[ENTRIES]:
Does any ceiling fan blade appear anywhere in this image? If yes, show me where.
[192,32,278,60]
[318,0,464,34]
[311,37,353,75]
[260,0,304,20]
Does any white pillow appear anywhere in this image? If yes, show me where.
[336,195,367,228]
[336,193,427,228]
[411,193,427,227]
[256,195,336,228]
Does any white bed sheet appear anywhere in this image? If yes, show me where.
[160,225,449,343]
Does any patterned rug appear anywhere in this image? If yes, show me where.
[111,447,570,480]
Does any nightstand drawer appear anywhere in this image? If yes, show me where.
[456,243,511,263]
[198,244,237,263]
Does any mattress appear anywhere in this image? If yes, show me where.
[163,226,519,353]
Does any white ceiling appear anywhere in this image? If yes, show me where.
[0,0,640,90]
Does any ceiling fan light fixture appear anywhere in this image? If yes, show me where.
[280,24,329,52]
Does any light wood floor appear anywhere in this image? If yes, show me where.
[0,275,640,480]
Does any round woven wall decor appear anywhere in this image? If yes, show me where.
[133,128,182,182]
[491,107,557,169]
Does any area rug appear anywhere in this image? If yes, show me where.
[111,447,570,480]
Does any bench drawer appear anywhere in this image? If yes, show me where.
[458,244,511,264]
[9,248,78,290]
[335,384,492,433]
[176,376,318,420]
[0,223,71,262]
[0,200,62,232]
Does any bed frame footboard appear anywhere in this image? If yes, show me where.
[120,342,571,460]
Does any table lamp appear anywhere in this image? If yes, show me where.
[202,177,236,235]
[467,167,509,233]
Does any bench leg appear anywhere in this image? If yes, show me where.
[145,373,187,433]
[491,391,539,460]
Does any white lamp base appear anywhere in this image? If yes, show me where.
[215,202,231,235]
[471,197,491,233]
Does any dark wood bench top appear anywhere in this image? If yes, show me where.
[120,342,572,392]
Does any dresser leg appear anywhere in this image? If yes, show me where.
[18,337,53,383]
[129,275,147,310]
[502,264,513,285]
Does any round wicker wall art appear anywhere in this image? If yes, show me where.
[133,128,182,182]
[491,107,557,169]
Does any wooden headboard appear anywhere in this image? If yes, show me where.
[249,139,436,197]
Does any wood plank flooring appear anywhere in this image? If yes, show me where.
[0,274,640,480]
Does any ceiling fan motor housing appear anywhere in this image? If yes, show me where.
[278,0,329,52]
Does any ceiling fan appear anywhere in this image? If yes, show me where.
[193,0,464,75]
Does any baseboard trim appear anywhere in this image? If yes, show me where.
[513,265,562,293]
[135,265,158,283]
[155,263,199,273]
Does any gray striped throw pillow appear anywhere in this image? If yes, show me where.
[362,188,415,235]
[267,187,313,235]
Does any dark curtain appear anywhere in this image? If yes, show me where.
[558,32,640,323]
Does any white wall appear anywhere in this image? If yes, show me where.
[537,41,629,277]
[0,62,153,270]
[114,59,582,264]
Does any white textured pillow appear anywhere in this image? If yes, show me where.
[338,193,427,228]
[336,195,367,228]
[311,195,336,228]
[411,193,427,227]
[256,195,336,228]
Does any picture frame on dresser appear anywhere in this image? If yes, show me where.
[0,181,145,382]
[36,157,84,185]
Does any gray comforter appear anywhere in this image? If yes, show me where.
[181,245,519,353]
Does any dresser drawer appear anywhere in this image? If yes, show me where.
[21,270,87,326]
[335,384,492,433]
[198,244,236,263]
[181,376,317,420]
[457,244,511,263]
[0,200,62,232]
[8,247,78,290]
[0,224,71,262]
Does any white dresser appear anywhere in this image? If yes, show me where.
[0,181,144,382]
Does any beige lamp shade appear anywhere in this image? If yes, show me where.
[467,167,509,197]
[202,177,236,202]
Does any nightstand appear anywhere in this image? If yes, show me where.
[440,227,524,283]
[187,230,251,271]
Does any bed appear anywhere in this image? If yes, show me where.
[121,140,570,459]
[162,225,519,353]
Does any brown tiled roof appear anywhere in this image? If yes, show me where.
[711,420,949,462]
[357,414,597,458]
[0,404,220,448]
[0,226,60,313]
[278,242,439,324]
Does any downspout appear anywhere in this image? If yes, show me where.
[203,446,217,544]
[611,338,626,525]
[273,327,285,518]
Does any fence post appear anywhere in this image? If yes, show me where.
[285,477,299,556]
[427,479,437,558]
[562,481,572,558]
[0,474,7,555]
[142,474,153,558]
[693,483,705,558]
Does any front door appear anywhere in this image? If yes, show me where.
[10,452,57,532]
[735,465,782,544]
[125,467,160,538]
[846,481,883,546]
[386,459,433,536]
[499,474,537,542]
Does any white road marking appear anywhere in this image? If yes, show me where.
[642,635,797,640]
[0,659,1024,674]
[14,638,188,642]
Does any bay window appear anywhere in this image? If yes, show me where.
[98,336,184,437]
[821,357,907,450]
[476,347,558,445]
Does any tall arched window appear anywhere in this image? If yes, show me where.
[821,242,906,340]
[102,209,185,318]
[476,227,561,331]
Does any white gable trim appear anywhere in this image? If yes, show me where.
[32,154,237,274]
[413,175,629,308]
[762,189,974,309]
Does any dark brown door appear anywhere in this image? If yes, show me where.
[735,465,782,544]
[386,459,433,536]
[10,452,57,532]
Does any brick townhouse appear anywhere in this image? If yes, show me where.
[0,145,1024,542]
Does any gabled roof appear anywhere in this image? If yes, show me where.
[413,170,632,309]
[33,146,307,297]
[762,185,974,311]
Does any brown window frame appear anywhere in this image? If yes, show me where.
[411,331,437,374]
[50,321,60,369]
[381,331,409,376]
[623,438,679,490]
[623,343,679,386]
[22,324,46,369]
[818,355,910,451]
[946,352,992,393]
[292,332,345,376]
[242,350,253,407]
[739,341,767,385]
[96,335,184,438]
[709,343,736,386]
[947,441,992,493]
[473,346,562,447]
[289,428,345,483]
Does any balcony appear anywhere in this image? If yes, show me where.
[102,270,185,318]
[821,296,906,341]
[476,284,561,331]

[SET TASK]:
Copy out the material word for word, starting with the line that contains "Does any nightstand drawer" and going on through the line that contains "[163,226,519,353]".

[SOLUTION TO THE EXERCISE]:
Does any nightstand drawer appear anywhere in this image? If yes, show me where.
[456,243,511,263]
[198,244,237,263]
Does any mattress appear anywhere in this image? If yes, show me where.
[163,226,519,353]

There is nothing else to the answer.